Just wanted to confirm that I am also seeing this with version 2022.3.0 (even though the links to the code are slightly off in the description above, but the overall function gather_dep still looks the same).

@fjetter (as I was seeing you did some changes to this logic :-)): do you think it would make sense to either not mark all of the dependencies of a worker as removed in the except OSError case of gather_dep (here) (but instead only the ones we were asking for) or do you think it would be better to make the logic in the finally call more complex, so that tasks which were marked as removed during the except OSError are finally notified as missing to the scheduler?

I am wondering if there is something special in our setup (large scale, many memory-hungry tasks) which triggers this bug so often.

@fjetter
Copy link
Member

fjetter commented Mar 30, 2022

Indeed, gather_dep was a very frequent source of deadlocks due to it's exception handling.

Thank you for the reproducer. I can confirm this is happening on my end as well.

* _ENTRIES_
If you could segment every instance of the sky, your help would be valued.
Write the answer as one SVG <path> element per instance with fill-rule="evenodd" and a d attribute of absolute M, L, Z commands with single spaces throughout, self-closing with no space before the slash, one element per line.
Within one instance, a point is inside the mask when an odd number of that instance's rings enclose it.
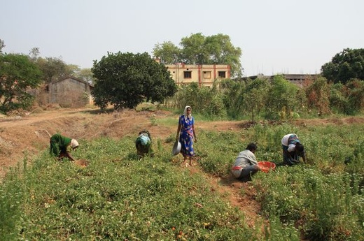
<path fill-rule="evenodd" d="M 316 74 L 345 48 L 364 48 L 363 0 L 0 0 L 3 52 L 92 67 L 107 53 L 152 56 L 191 34 L 222 34 L 244 76 Z"/>

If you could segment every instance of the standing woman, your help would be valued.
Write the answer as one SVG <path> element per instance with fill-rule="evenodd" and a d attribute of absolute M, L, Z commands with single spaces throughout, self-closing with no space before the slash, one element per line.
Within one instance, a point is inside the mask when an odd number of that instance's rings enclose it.
<path fill-rule="evenodd" d="M 195 119 L 191 115 L 191 107 L 187 105 L 183 110 L 183 115 L 179 117 L 176 140 L 178 140 L 181 143 L 181 153 L 183 156 L 183 163 L 187 164 L 188 158 L 190 166 L 192 166 L 192 158 L 195 156 L 193 142 L 197 142 L 194 124 Z"/>

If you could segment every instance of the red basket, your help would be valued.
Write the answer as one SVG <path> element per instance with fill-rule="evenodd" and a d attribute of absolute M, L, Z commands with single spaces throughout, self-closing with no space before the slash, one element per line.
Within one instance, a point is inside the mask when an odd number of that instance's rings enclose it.
<path fill-rule="evenodd" d="M 276 168 L 276 163 L 272 161 L 259 161 L 258 166 L 263 173 L 268 173 L 270 170 L 274 170 Z"/>

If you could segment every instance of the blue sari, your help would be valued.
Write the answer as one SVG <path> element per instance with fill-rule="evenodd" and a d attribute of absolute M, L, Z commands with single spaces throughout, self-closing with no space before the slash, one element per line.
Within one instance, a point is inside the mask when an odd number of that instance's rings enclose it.
<path fill-rule="evenodd" d="M 181 153 L 185 156 L 195 156 L 193 150 L 193 129 L 192 126 L 195 122 L 193 117 L 188 117 L 182 115 L 179 117 L 178 123 L 181 124 L 181 131 L 179 133 L 179 142 L 181 148 Z"/>

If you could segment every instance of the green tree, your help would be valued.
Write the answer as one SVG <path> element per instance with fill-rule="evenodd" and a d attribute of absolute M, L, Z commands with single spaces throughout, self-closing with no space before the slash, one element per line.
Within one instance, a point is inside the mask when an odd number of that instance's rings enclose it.
<path fill-rule="evenodd" d="M 218 34 L 204 36 L 202 33 L 182 38 L 178 48 L 171 42 L 155 45 L 153 56 L 160 57 L 162 63 L 172 64 L 181 61 L 188 64 L 228 64 L 232 76 L 241 76 L 241 50 L 235 48 L 227 35 Z"/>
<path fill-rule="evenodd" d="M 251 115 L 251 121 L 259 114 L 265 105 L 269 83 L 266 79 L 248 80 L 244 90 L 244 107 Z"/>
<path fill-rule="evenodd" d="M 364 81 L 353 79 L 345 85 L 349 108 L 346 112 L 354 114 L 364 109 Z"/>
<path fill-rule="evenodd" d="M 41 77 L 41 71 L 28 56 L 0 54 L 0 112 L 30 106 L 33 97 L 27 89 L 37 87 Z"/>
<path fill-rule="evenodd" d="M 206 64 L 209 53 L 204 47 L 206 37 L 201 33 L 181 40 L 182 61 L 188 64 Z"/>
<path fill-rule="evenodd" d="M 223 80 L 220 84 L 220 91 L 223 94 L 223 100 L 227 115 L 237 118 L 243 114 L 245 106 L 244 92 L 245 82 Z"/>
<path fill-rule="evenodd" d="M 39 69 L 43 73 L 43 80 L 45 83 L 50 83 L 59 78 L 72 74 L 72 68 L 69 68 L 61 58 L 38 57 L 35 61 Z"/>
<path fill-rule="evenodd" d="M 286 119 L 292 117 L 295 108 L 300 106 L 298 93 L 298 87 L 295 84 L 282 75 L 274 76 L 267 96 L 267 117 Z"/>
<path fill-rule="evenodd" d="M 0 38 L 0 54 L 3 52 L 3 48 L 5 48 L 4 41 Z"/>
<path fill-rule="evenodd" d="M 323 77 L 334 83 L 345 84 L 354 78 L 364 80 L 364 49 L 344 49 L 322 66 L 321 71 Z"/>
<path fill-rule="evenodd" d="M 306 89 L 308 107 L 316 109 L 318 115 L 330 113 L 330 86 L 323 77 L 317 78 Z"/>
<path fill-rule="evenodd" d="M 144 100 L 160 103 L 177 91 L 167 68 L 146 52 L 108 52 L 94 61 L 92 71 L 96 78 L 92 95 L 102 108 L 108 104 L 134 108 Z"/>

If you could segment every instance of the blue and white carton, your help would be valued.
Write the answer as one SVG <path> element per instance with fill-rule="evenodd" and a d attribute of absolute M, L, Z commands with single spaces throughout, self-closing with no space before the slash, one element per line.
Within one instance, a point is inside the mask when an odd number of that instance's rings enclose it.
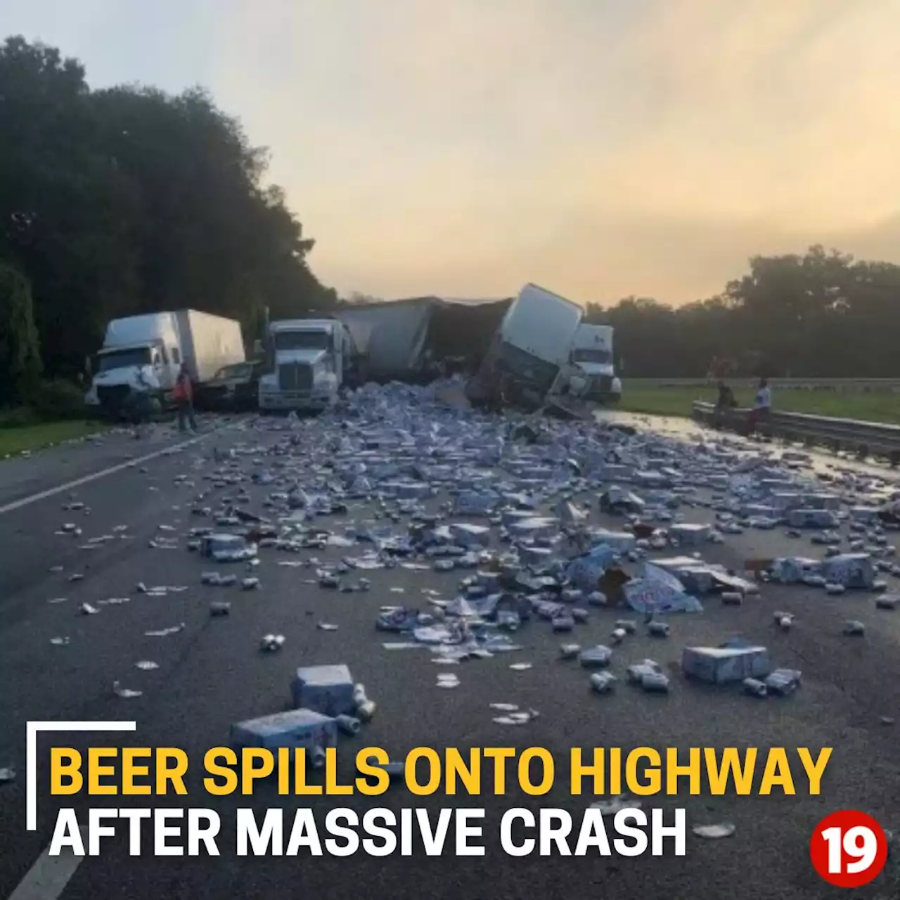
<path fill-rule="evenodd" d="M 345 665 L 307 666 L 297 670 L 291 684 L 293 705 L 323 716 L 349 715 L 356 711 L 353 678 Z"/>
<path fill-rule="evenodd" d="M 240 747 L 334 747 L 338 724 L 328 716 L 311 709 L 291 709 L 231 725 L 231 745 Z"/>

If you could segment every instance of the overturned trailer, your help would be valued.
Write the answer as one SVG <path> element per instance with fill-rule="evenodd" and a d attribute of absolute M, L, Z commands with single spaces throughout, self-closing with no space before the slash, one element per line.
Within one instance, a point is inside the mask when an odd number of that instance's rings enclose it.
<path fill-rule="evenodd" d="M 453 364 L 476 371 L 511 302 L 411 297 L 346 306 L 336 315 L 360 350 L 367 379 L 418 381 Z"/>

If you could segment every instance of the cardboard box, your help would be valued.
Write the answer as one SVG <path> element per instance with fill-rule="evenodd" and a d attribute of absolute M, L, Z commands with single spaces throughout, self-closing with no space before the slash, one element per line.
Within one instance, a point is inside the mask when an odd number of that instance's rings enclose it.
<path fill-rule="evenodd" d="M 792 528 L 835 528 L 840 523 L 831 509 L 791 509 L 788 524 Z"/>
<path fill-rule="evenodd" d="M 353 678 L 345 665 L 308 666 L 298 669 L 291 684 L 293 705 L 323 716 L 349 715 L 353 702 Z"/>
<path fill-rule="evenodd" d="M 832 584 L 868 589 L 875 584 L 875 563 L 868 554 L 839 554 L 822 564 L 822 573 Z"/>
<path fill-rule="evenodd" d="M 231 725 L 231 745 L 240 747 L 334 747 L 338 724 L 333 718 L 311 709 L 292 709 Z"/>
<path fill-rule="evenodd" d="M 669 527 L 670 538 L 675 538 L 680 543 L 689 546 L 698 544 L 707 544 L 713 528 L 710 525 L 700 525 L 696 522 L 683 522 Z"/>
<path fill-rule="evenodd" d="M 772 666 L 765 647 L 685 647 L 685 675 L 709 684 L 728 684 L 745 678 L 765 678 Z"/>

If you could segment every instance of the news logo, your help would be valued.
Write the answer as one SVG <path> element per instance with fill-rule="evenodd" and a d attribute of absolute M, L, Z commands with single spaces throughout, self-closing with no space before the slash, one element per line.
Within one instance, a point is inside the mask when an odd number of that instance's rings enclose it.
<path fill-rule="evenodd" d="M 887 835 L 870 815 L 842 809 L 826 815 L 809 842 L 813 868 L 835 887 L 861 887 L 887 861 Z"/>

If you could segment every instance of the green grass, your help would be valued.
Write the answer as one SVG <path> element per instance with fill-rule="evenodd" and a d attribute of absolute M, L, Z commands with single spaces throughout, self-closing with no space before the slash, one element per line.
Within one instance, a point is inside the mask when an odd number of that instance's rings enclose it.
<path fill-rule="evenodd" d="M 0 428 L 0 457 L 23 450 L 39 450 L 73 437 L 84 437 L 103 431 L 104 428 L 106 426 L 84 419 Z"/>
<path fill-rule="evenodd" d="M 738 388 L 734 392 L 738 406 L 753 404 L 755 392 Z M 715 387 L 659 387 L 622 385 L 620 408 L 628 412 L 659 416 L 689 416 L 695 400 L 715 403 Z M 772 390 L 772 409 L 783 412 L 808 412 L 837 418 L 856 418 L 867 422 L 900 423 L 900 393 L 890 391 L 847 392 L 842 391 L 788 388 Z"/>

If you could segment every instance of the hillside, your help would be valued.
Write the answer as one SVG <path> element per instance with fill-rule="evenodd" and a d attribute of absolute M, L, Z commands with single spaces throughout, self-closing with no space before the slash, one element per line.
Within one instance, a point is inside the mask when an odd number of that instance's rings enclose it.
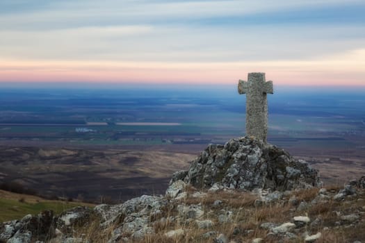
<path fill-rule="evenodd" d="M 356 242 L 365 176 L 323 187 L 318 171 L 250 137 L 209 145 L 164 195 L 47 210 L 0 225 L 7 242 Z"/>
<path fill-rule="evenodd" d="M 43 210 L 60 214 L 76 206 L 94 207 L 81 202 L 47 200 L 39 196 L 10 192 L 0 190 L 0 222 L 20 219 L 26 215 L 38 215 Z"/>

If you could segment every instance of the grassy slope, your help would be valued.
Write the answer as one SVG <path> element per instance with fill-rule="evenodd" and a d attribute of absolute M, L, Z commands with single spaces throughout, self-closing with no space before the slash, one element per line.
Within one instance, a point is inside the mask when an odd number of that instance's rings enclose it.
<path fill-rule="evenodd" d="M 24 199 L 23 202 L 21 202 Z M 65 210 L 92 204 L 45 200 L 40 197 L 0 190 L 0 222 L 21 219 L 28 214 L 37 215 L 42 210 L 51 210 L 59 214 Z"/>

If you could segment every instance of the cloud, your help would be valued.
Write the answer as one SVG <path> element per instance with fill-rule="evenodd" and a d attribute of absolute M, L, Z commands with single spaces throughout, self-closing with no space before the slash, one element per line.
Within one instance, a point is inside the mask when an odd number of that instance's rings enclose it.
<path fill-rule="evenodd" d="M 284 83 L 359 84 L 364 7 L 340 0 L 2 0 L 1 78 L 33 72 L 31 78 L 44 81 L 224 82 L 262 70 Z"/>

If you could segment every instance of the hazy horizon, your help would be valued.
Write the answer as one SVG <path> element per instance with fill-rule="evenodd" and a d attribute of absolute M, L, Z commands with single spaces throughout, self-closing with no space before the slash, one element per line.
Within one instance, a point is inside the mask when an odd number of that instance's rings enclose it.
<path fill-rule="evenodd" d="M 0 83 L 365 85 L 365 3 L 0 2 Z"/>

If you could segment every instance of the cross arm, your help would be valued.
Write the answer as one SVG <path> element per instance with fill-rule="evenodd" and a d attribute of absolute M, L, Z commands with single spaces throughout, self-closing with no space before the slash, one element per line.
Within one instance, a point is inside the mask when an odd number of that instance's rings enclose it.
<path fill-rule="evenodd" d="M 238 81 L 238 94 L 246 94 L 248 90 L 248 85 L 246 81 L 243 80 Z"/>
<path fill-rule="evenodd" d="M 274 85 L 273 81 L 267 81 L 265 83 L 263 92 L 266 94 L 274 94 Z"/>

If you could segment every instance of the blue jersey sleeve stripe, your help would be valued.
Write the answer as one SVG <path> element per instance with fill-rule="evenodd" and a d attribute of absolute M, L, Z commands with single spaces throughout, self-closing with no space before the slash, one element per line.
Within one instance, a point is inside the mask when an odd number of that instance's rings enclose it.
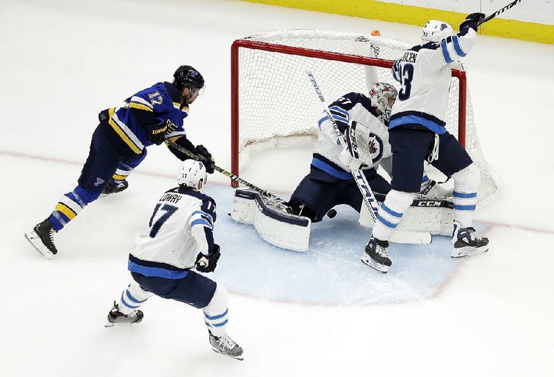
<path fill-rule="evenodd" d="M 208 223 L 208 221 L 206 221 L 204 219 L 199 219 L 195 220 L 194 221 L 190 223 L 190 228 L 193 228 L 193 226 L 197 226 L 197 225 L 205 226 L 205 227 L 209 228 L 211 229 L 212 228 L 213 228 L 213 226 L 212 224 L 211 224 L 210 223 Z"/>
<path fill-rule="evenodd" d="M 348 112 L 344 109 L 341 109 L 338 106 L 332 106 L 331 107 L 329 108 L 329 109 L 331 110 L 332 111 L 337 111 L 337 113 L 340 113 L 346 118 L 348 118 Z"/>
<path fill-rule="evenodd" d="M 452 37 L 452 44 L 454 46 L 454 50 L 456 50 L 456 54 L 461 57 L 464 57 L 467 55 L 463 52 L 463 50 L 462 50 L 462 47 L 460 46 L 460 41 L 458 40 L 457 35 Z"/>
<path fill-rule="evenodd" d="M 448 49 L 446 47 L 446 39 L 443 39 L 443 42 L 440 42 L 440 48 L 443 49 L 443 56 L 445 57 L 445 62 L 447 63 L 452 63 L 454 62 L 452 57 L 450 57 L 450 54 L 448 53 Z"/>
<path fill-rule="evenodd" d="M 211 221 L 213 221 L 213 219 L 212 218 L 211 215 L 210 214 L 207 213 L 207 212 L 204 212 L 204 211 L 195 211 L 195 212 L 193 212 L 193 216 L 194 216 L 195 214 L 199 214 L 200 216 L 207 216 L 210 219 Z"/>

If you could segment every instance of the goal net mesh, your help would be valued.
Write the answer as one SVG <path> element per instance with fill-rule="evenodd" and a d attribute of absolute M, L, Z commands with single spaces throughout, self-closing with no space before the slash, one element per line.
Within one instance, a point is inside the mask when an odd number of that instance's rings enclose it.
<path fill-rule="evenodd" d="M 407 42 L 382 37 L 315 30 L 258 33 L 238 41 L 254 42 L 249 46 L 239 45 L 238 59 L 234 63 L 237 66 L 233 68 L 238 74 L 238 85 L 233 96 L 238 100 L 238 132 L 233 134 L 232 142 L 233 150 L 239 155 L 232 157 L 240 162 L 242 167 L 249 154 L 256 150 L 316 138 L 322 105 L 307 71 L 315 76 L 327 101 L 325 104 L 348 92 L 367 93 L 368 86 L 375 82 L 388 82 L 399 89 L 388 67 L 411 47 Z M 267 46 L 274 50 L 263 49 Z M 303 54 L 310 56 L 298 55 L 295 48 L 292 50 L 296 53 L 292 53 L 287 47 L 301 48 Z M 339 57 L 322 57 L 325 53 L 350 58 L 376 58 L 382 63 L 379 65 L 384 66 L 345 62 Z M 458 62 L 452 68 L 465 71 L 463 64 Z M 446 128 L 458 137 L 459 128 L 465 127 L 465 140 L 461 142 L 481 169 L 478 197 L 479 205 L 483 205 L 497 194 L 498 184 L 481 151 L 469 90 L 465 125 L 459 124 L 459 81 L 458 77 L 452 77 Z"/>

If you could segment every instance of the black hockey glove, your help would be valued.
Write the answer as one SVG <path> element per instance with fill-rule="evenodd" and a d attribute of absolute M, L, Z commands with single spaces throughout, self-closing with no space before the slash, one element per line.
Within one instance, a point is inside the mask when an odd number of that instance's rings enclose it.
<path fill-rule="evenodd" d="M 213 158 L 211 154 L 208 151 L 208 149 L 206 149 L 206 147 L 202 144 L 199 144 L 196 146 L 195 150 L 193 151 L 193 153 L 204 157 L 206 159 L 205 161 L 203 161 L 205 163 L 204 165 L 206 165 L 206 172 L 210 174 L 213 173 Z"/>
<path fill-rule="evenodd" d="M 159 145 L 166 139 L 168 126 L 163 122 L 146 127 L 146 138 L 156 145 Z"/>
<path fill-rule="evenodd" d="M 478 24 L 484 19 L 485 15 L 483 13 L 472 13 L 460 24 L 460 31 L 465 28 L 471 28 L 477 31 Z"/>
<path fill-rule="evenodd" d="M 213 273 L 217 266 L 217 260 L 221 257 L 220 250 L 221 250 L 220 246 L 215 243 L 213 250 L 208 255 L 199 252 L 195 262 L 196 269 L 201 273 Z"/>

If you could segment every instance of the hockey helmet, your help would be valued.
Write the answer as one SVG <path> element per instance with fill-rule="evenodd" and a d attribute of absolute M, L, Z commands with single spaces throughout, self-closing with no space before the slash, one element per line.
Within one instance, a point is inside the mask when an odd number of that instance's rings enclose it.
<path fill-rule="evenodd" d="M 184 88 L 201 89 L 204 88 L 204 77 L 193 67 L 181 66 L 173 74 L 173 85 L 180 91 Z"/>
<path fill-rule="evenodd" d="M 387 82 L 374 82 L 369 91 L 371 104 L 384 114 L 388 114 L 398 95 L 396 88 Z"/>
<path fill-rule="evenodd" d="M 185 160 L 181 163 L 177 173 L 177 183 L 193 190 L 200 190 L 208 183 L 208 174 L 203 163 L 196 160 Z"/>
<path fill-rule="evenodd" d="M 423 43 L 440 42 L 445 38 L 454 35 L 452 26 L 442 21 L 431 19 L 425 24 L 421 30 L 421 40 Z"/>

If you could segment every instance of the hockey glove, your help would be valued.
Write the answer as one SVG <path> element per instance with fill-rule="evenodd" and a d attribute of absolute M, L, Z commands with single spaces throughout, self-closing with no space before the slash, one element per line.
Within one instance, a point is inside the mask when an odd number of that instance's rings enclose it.
<path fill-rule="evenodd" d="M 361 161 L 352 156 L 348 148 L 343 149 L 341 154 L 339 155 L 339 160 L 343 165 L 348 166 L 351 172 L 359 170 L 362 164 Z"/>
<path fill-rule="evenodd" d="M 193 151 L 196 155 L 202 156 L 206 161 L 206 172 L 210 174 L 213 173 L 213 158 L 212 157 L 211 154 L 208 151 L 208 149 L 206 149 L 206 147 L 202 145 L 202 144 L 199 144 L 195 148 L 195 150 Z"/>
<path fill-rule="evenodd" d="M 460 24 L 460 31 L 462 31 L 465 28 L 471 28 L 475 31 L 477 31 L 479 22 L 484 19 L 485 15 L 483 13 L 472 13 L 469 15 L 465 17 L 465 19 Z"/>
<path fill-rule="evenodd" d="M 166 139 L 167 130 L 168 126 L 163 122 L 148 126 L 146 127 L 146 138 L 156 145 L 159 145 Z"/>
<path fill-rule="evenodd" d="M 220 250 L 221 250 L 220 246 L 215 243 L 213 250 L 208 255 L 199 252 L 195 262 L 196 269 L 201 273 L 213 273 L 217 266 L 217 260 L 221 257 Z"/>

* _AIM OF THE TASK_
Repeat word for word the part of the gather_dep thread between "Just wanted to" and "bug so often.", inclusive. Rely solely on the forum thread about gather_dep, not the records.

* _THE REPLY_
Just wanted to confirm that I am also seeing this with version 2022.3.0 (even though the links to the code are slightly off in the description above, but the overall function gather_dep still looks the same).

@fjetter (as I was seeing you did some changes to this logic :-)): do you think it would make sense to either not mark all of the dependencies of a worker as removed in the except OSError case of gather_dep (here) (but instead only the ones we were asking for) or do you think it would be better to make the logic in the finally call more complex, so that tasks which were marked as removed during the except OSError are finally notified as missing to the scheduler?

I am wondering if there is something special in our setup (large scale, many memory-hungry tasks) which triggers this bug so often.